▸ Task brief:
Go through the material below and copy out each line that contains the word "mark", leaving every line unchanged. Match the case: a line whose only match differs in capitalization does not count.

▸ Data section:
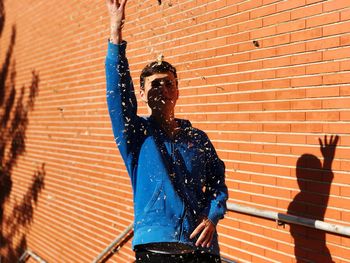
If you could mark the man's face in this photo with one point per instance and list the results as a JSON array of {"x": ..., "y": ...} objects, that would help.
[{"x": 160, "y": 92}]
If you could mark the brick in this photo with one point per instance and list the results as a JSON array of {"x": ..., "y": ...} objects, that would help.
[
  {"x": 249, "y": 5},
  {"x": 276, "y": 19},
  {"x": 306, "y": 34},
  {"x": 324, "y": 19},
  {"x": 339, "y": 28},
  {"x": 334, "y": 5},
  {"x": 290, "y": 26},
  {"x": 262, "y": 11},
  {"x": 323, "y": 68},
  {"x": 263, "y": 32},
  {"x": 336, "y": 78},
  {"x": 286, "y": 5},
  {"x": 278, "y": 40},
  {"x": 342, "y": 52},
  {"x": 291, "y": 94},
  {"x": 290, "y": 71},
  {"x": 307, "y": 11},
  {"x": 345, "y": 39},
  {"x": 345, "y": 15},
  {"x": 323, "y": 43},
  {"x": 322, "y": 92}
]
--
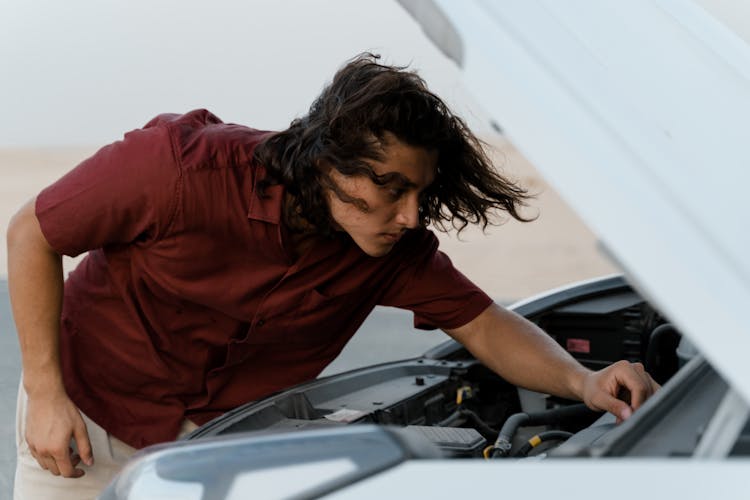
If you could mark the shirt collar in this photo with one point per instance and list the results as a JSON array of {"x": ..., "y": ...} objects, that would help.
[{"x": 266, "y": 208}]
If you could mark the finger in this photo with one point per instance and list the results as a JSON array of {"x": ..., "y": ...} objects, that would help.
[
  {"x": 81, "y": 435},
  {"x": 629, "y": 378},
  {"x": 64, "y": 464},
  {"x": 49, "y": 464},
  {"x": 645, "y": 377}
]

▸ Solution to the exercise:
If you could mark the man's face in this photo with one point per instance and list the results as a JSON array of {"x": ..., "y": ...} objects, that would help.
If you could mark the brick in this photo with one point per instance and list the results as a JSON array of {"x": ..., "y": ...} objects, that would help.
If you could mark the shirt collar in this photo with one point per instance and list the results as a JSON array of {"x": ..., "y": ...} objects, that would help.
If you could mark the finger in this photo with one point per instance and list the results as a JSON array of {"x": ..., "y": ...} objects, that would help.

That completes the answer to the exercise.